PROBLEM DESCRIPTION -> In the listing below, how many lines carry the word "following"? Reply with only the number.

INFORMATION SHOWN ->
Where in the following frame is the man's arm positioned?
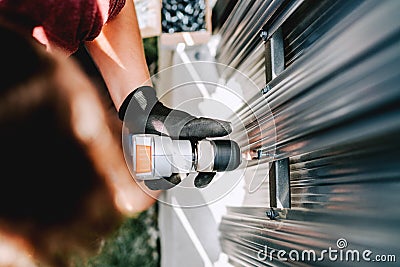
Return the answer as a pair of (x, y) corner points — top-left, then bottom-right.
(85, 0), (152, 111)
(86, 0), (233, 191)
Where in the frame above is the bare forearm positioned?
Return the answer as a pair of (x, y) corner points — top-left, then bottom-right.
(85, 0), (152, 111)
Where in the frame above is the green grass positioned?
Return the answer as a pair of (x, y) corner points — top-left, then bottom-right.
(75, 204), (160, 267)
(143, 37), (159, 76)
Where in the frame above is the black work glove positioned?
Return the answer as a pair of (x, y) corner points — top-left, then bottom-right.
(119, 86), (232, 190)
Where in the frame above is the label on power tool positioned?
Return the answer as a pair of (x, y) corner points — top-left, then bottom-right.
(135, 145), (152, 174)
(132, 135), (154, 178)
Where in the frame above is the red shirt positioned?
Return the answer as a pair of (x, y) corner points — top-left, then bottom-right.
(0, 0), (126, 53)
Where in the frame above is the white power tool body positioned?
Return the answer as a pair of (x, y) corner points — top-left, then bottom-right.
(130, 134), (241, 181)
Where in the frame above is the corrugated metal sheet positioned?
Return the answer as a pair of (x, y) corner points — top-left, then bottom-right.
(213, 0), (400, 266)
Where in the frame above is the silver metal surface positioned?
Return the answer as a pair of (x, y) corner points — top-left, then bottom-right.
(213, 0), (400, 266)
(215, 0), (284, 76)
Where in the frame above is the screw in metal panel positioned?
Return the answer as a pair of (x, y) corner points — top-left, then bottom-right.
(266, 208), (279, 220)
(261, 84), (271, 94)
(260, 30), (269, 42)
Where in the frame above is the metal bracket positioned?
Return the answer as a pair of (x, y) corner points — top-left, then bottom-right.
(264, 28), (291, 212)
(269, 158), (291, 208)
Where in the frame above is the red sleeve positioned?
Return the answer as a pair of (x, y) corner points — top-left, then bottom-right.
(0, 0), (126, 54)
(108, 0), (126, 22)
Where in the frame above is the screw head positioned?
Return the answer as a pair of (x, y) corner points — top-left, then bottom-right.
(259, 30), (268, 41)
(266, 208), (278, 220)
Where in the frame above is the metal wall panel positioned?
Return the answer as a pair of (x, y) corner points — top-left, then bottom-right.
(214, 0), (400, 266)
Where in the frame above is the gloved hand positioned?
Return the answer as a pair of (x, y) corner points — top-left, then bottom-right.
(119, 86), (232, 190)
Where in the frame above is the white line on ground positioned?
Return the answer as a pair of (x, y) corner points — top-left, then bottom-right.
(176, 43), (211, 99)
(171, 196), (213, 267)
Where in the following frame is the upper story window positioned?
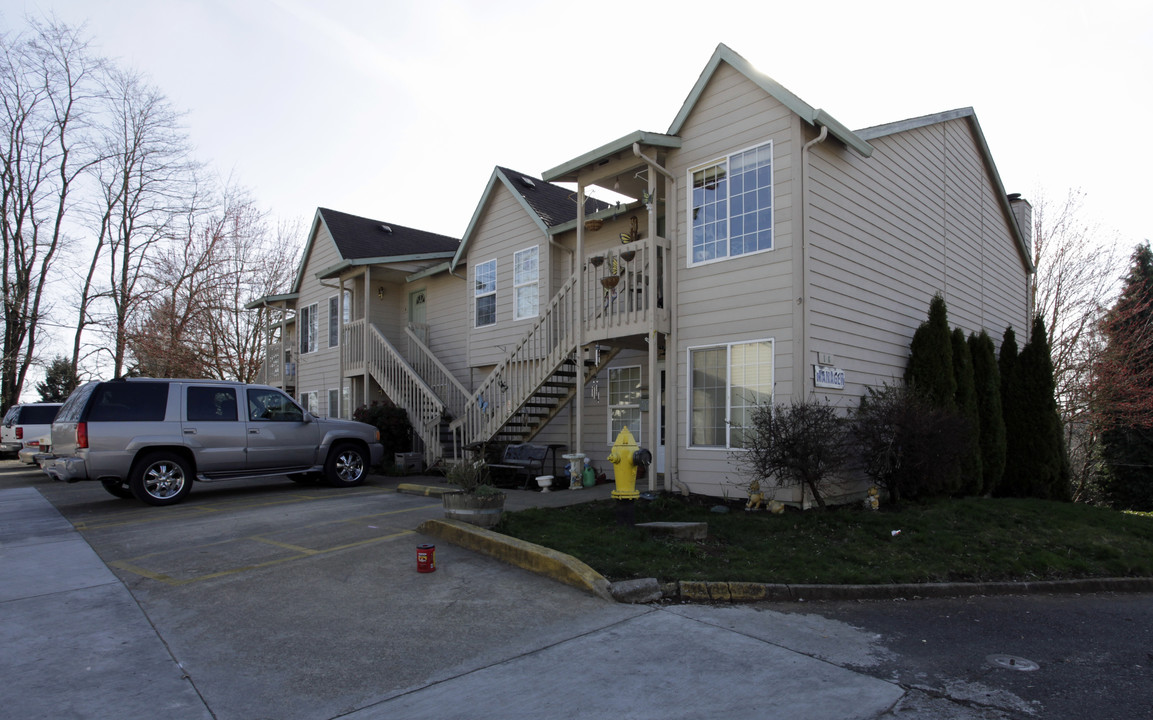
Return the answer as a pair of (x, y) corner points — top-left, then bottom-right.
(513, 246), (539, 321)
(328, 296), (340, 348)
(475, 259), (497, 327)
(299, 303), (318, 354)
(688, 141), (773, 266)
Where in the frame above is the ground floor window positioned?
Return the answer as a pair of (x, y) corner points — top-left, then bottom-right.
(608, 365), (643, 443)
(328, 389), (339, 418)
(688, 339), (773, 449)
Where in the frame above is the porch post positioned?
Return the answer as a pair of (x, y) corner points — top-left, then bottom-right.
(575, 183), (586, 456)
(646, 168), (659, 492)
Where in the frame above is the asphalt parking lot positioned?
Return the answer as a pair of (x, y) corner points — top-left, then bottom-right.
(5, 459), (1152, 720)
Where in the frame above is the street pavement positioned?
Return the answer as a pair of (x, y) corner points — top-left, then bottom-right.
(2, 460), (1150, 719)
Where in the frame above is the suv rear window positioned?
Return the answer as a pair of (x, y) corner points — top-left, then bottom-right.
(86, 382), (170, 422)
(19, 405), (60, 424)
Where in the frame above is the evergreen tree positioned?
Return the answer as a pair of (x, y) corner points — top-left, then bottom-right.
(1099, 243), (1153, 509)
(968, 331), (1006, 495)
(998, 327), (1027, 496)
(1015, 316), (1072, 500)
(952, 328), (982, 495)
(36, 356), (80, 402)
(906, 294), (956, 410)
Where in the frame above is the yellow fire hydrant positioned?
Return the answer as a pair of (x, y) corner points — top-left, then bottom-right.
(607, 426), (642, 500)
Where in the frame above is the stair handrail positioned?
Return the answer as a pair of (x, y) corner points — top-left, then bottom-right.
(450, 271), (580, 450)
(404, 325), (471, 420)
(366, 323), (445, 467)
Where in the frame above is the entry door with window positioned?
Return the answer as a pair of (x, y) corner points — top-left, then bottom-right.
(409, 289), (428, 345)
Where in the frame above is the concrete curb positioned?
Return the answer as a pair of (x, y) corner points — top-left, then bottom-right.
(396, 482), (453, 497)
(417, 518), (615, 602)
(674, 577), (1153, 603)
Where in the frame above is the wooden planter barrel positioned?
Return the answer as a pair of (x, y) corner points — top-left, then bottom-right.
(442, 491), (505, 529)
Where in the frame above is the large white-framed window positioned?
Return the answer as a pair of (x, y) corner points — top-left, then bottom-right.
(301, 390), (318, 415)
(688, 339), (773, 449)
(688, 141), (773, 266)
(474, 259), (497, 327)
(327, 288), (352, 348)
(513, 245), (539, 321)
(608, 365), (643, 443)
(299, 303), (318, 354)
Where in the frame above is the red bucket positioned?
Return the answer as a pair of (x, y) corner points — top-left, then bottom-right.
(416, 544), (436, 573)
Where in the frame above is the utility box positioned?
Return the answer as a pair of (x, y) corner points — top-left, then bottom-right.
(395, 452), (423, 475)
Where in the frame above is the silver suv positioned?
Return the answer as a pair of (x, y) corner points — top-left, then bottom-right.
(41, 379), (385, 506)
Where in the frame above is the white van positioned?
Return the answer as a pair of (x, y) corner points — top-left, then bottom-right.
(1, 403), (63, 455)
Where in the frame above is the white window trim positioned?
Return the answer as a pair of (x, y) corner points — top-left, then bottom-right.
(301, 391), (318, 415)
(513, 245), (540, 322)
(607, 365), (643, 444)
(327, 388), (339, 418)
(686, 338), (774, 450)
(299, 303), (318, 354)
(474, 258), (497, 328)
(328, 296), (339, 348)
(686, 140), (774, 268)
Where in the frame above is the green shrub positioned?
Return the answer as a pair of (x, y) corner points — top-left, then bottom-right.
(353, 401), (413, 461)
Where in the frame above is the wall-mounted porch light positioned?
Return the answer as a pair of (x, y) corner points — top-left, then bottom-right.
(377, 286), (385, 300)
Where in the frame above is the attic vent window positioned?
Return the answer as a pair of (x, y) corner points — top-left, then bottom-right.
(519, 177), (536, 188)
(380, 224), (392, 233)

ANSWER FOR THIS EXERCISE -> 2